> [Problem details]: Update the rows from the line with "like point(74, 148)?" up to and including the line with "point(191, 307)" by replacing "Target" with "Label", changing nothing else, and give only those lines.

┌────────

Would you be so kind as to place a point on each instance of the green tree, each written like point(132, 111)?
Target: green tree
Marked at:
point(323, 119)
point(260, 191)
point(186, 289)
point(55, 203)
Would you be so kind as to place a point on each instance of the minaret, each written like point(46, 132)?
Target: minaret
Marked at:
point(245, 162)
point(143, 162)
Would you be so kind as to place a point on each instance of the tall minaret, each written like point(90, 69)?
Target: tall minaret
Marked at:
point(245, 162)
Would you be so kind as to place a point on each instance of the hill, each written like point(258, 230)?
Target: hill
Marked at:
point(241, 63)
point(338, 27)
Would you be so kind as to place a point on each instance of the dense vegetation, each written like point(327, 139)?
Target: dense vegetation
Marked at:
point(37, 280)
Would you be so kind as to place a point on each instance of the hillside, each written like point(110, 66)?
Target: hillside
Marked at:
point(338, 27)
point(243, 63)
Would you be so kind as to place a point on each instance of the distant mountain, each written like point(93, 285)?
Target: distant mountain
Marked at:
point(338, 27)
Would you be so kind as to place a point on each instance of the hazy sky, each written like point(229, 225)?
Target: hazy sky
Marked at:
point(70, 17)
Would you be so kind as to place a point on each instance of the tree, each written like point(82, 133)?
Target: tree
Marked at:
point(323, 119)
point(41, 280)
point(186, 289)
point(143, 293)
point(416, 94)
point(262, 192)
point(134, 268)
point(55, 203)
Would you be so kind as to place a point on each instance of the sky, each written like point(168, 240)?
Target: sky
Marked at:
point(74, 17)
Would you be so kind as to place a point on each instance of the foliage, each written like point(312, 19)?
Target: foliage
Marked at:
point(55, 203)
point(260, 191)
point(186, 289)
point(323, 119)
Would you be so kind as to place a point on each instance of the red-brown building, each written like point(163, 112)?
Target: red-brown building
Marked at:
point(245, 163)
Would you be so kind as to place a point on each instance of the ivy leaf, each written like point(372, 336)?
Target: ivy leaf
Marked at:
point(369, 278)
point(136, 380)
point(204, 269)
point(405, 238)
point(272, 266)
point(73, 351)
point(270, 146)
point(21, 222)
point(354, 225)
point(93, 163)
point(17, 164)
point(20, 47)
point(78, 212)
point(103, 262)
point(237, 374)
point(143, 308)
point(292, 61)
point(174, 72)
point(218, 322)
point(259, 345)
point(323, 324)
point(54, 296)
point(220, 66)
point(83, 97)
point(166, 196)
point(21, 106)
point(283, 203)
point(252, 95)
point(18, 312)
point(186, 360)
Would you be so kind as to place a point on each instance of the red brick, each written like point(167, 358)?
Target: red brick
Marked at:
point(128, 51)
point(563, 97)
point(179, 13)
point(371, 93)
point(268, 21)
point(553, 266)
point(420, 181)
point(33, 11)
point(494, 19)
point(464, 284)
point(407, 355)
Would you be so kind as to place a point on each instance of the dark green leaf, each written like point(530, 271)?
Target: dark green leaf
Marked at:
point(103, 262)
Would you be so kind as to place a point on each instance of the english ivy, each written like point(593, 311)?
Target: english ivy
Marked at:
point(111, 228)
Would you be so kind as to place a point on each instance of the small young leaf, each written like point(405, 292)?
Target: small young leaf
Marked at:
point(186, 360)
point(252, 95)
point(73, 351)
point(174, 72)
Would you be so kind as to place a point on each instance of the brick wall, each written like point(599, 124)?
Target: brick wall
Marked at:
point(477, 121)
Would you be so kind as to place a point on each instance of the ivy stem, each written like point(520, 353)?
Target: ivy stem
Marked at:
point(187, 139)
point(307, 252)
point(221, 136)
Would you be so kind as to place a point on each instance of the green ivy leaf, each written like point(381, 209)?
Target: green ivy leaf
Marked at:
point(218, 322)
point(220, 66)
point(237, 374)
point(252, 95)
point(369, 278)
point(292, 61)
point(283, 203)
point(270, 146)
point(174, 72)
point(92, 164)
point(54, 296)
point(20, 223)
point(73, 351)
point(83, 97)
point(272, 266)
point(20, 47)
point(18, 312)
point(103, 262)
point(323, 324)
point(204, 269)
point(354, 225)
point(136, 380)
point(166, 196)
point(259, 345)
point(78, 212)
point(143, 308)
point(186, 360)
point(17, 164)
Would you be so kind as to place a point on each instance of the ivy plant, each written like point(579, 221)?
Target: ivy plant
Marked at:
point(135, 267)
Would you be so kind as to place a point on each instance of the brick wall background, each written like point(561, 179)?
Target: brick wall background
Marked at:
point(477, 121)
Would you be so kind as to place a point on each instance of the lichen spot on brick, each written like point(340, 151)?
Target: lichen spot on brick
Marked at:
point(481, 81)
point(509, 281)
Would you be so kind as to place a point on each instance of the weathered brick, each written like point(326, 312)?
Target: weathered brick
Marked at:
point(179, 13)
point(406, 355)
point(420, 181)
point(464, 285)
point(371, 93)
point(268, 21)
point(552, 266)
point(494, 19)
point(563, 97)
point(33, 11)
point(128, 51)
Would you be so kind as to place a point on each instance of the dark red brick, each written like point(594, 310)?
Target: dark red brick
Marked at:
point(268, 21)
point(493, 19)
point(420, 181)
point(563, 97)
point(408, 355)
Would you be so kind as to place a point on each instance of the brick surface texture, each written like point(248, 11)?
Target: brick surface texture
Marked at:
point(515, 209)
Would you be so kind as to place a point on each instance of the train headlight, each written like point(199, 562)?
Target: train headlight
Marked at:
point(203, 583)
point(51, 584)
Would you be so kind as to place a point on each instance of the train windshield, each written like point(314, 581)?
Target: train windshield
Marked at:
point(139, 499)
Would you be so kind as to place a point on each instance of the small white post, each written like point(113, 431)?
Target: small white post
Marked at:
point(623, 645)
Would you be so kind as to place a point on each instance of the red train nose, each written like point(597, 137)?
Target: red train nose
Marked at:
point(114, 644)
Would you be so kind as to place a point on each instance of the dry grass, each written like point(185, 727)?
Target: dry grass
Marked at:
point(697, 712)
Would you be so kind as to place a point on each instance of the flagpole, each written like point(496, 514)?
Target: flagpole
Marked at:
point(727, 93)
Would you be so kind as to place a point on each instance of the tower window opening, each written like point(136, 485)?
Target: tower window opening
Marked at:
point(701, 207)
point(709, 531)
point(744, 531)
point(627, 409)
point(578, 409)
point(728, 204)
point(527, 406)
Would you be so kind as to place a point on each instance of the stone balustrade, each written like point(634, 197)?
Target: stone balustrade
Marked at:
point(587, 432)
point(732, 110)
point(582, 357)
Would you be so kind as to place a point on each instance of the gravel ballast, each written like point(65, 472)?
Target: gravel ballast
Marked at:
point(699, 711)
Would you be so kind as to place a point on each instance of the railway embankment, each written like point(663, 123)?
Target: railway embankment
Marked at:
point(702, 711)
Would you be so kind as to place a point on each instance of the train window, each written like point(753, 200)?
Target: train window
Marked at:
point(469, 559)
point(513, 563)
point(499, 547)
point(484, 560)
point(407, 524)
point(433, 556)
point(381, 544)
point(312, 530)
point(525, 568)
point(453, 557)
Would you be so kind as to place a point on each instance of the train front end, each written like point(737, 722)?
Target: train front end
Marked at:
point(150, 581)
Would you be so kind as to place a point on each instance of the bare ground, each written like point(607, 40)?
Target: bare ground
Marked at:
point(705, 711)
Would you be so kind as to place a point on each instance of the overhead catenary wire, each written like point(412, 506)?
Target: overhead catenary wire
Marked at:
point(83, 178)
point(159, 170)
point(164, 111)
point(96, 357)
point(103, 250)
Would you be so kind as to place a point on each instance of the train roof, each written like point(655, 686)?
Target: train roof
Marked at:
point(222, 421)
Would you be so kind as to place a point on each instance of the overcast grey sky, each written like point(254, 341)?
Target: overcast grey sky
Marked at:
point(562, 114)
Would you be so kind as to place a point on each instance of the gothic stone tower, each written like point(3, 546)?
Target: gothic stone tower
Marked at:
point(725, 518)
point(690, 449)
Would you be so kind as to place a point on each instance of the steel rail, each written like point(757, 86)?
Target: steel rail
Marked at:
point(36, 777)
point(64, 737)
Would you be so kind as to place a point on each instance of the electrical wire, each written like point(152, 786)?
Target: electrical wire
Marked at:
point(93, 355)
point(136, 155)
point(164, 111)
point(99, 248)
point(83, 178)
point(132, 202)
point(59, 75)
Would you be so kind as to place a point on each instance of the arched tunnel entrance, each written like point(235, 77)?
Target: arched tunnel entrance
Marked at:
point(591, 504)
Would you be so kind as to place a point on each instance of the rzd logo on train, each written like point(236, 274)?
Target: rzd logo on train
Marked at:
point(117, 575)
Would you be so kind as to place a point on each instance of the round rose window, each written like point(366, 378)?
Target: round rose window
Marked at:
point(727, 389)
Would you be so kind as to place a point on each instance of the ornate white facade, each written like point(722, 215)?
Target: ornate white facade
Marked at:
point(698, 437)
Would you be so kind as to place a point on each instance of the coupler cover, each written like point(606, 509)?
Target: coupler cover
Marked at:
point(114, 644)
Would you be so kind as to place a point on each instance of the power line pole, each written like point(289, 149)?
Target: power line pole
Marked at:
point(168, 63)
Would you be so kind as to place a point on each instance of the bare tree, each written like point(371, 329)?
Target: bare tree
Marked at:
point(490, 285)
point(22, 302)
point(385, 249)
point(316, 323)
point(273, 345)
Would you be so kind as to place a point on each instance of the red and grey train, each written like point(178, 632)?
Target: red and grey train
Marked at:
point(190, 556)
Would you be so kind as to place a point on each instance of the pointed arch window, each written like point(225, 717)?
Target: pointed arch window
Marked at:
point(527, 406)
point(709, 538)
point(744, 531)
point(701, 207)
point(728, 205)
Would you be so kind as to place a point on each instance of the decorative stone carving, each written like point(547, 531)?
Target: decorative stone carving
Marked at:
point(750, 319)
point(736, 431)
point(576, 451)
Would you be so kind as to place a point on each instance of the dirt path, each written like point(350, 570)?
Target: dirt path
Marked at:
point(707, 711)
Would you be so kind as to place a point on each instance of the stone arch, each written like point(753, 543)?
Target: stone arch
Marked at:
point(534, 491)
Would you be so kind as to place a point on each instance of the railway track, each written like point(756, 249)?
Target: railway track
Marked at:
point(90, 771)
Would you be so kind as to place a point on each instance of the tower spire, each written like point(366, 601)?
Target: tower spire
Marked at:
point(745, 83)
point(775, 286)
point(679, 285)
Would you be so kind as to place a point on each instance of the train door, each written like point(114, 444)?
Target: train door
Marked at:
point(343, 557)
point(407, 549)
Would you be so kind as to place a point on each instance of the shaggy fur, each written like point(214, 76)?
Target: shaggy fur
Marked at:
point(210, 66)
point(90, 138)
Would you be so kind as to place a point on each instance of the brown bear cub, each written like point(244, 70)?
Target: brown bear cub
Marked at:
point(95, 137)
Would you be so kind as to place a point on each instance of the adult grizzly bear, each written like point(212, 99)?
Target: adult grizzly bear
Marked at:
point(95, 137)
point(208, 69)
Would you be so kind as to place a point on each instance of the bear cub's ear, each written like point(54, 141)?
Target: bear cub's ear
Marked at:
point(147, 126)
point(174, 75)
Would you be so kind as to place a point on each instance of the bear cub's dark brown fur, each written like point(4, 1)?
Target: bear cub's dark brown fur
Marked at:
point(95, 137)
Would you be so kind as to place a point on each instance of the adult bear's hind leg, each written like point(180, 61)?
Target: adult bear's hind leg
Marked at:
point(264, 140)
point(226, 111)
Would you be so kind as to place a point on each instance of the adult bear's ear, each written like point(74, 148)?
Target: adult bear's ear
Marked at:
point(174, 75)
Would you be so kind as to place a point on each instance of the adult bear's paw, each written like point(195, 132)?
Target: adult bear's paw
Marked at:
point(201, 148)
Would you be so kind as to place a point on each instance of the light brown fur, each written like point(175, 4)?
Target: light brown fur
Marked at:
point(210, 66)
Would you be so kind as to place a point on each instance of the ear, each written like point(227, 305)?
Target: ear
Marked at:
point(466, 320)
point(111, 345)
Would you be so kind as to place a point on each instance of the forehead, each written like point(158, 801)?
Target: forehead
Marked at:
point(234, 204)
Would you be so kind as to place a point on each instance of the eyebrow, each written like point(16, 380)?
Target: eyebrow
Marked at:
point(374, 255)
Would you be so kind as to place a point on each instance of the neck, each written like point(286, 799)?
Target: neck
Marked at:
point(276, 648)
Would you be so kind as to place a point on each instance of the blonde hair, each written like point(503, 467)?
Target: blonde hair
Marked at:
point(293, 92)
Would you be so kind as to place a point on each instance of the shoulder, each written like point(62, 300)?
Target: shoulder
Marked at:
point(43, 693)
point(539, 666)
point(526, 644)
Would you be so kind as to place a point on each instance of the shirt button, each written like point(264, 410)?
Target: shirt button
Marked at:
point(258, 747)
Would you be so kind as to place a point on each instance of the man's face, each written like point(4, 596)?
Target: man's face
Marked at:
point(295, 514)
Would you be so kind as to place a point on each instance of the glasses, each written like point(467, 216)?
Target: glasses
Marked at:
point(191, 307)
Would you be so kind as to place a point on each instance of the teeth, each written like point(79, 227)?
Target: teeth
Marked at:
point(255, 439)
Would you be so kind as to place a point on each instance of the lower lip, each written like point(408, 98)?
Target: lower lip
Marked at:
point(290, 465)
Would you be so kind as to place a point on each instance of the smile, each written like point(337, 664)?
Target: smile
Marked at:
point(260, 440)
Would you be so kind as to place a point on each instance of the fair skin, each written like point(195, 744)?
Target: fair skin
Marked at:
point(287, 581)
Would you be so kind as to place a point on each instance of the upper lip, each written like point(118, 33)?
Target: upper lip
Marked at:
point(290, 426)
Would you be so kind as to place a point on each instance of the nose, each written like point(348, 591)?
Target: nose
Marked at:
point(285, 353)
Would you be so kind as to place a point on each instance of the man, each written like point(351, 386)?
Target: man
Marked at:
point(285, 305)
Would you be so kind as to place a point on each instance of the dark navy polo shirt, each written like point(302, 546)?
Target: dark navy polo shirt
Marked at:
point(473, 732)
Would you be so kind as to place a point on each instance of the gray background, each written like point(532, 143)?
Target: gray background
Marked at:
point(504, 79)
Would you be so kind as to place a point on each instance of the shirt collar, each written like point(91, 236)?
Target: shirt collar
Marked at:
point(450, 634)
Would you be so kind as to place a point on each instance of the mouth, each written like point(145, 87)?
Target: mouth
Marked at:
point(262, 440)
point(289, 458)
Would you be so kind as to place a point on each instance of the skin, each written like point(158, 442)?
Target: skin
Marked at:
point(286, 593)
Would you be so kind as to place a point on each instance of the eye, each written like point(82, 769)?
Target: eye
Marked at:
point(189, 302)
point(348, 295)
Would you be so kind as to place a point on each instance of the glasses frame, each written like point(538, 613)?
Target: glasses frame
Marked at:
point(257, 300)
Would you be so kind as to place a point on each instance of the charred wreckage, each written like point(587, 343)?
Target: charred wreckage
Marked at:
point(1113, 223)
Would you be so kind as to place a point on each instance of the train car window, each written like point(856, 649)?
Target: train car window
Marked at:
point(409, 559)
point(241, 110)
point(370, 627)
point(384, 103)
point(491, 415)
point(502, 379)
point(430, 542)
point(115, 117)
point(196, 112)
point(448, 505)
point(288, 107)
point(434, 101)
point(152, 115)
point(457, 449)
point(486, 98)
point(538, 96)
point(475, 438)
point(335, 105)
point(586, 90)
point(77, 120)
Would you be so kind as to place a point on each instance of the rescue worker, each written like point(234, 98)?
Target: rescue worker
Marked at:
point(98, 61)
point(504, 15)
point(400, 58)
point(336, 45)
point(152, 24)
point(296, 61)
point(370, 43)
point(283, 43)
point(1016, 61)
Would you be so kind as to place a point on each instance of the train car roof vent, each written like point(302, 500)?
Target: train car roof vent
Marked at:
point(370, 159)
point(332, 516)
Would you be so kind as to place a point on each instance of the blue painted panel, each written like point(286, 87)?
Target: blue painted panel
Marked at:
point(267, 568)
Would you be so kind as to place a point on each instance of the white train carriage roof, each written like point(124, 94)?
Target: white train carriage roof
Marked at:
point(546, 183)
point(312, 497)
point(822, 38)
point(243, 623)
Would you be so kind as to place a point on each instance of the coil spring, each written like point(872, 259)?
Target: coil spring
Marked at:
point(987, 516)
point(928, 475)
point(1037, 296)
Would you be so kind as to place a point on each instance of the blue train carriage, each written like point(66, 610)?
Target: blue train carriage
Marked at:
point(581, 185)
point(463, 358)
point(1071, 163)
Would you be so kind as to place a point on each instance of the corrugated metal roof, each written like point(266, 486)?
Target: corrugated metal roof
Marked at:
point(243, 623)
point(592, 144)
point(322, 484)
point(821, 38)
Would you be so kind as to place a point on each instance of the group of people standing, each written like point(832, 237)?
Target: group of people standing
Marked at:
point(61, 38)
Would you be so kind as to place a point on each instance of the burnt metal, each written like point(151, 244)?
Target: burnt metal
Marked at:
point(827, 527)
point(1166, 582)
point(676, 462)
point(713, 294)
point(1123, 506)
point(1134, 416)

└────────

> [Exercise answer]:
Would you be so kind as to place a point on each instance of the adult bear's ear, each written like point(74, 148)?
Label: adult bear's ear
Marked at:
point(174, 75)
Would you be so kind as to place a point on each instance of the adult bear's paw, each written like point(195, 132)?
Label: adult bear's paw
Marked at:
point(201, 148)
Would you be so kind as to place a point on each instance of the light brown fur, each written like point(175, 4)?
Label: light brown fur
Marked at:
point(210, 66)
Would you be so kind as to place a point on each instance of the ear, each written like point(227, 305)?
Label: ear
Marked at:
point(466, 320)
point(111, 345)
Would you be so kind as to place a point on each instance of the forehead, each written like point(158, 801)?
Label: forehead
Marked at:
point(234, 204)
Would you be so kind as to place a point on each instance of the eyebrow, each written like point(16, 380)?
Label: eyebrow
Marked at:
point(374, 255)
Would you be so kind as to place a point on each instance of the neck, each written like point(286, 799)?
Label: neck
Marked at:
point(276, 648)
Would you be so kind as to place a point on each instance of the blonde hair, each written like point(503, 467)?
Label: blonde hair
Marked at:
point(293, 92)
Would you be so kind as to place a point on each instance of the shoulder, each written like point(62, 300)?
Label: shoulder
Marked at:
point(43, 693)
point(539, 666)
point(526, 644)
Would you be so kind as to place a point on each instance of the shirt button, each written like point(264, 410)?
Label: shirt button
Marked at:
point(258, 747)
Would you be so kind as to place a point on each instance of the man's face, each written like point(4, 596)?
Label: man's face
Marked at:
point(295, 514)
Would you be so kind as to place a point on each instance of the glasses, each written like point(467, 216)?
Label: glasses
Marked at:
point(191, 307)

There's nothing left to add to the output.